(Box annotations for photos)
════

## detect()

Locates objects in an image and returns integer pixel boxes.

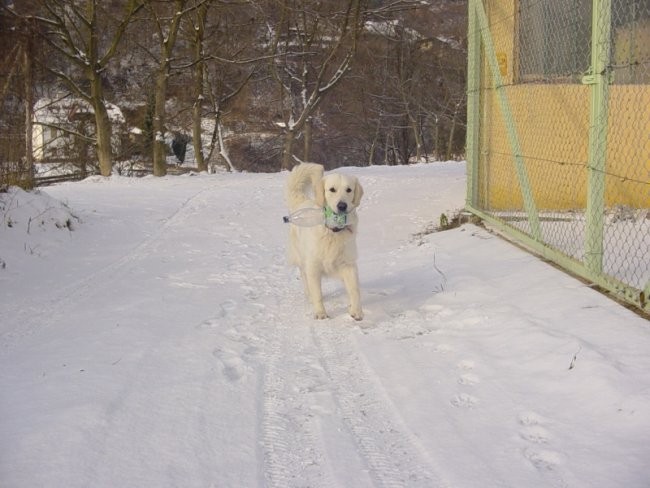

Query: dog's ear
[314,178,325,207]
[352,180,363,207]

════

Rewrite all of the entries above, changing "image" to "photo" and keeping everything else the same. Leave the pictures out.

## detect()

Locates objects in an photo and returns integer pixel boxes.


Query: dog's ear
[314,178,325,207]
[352,180,363,207]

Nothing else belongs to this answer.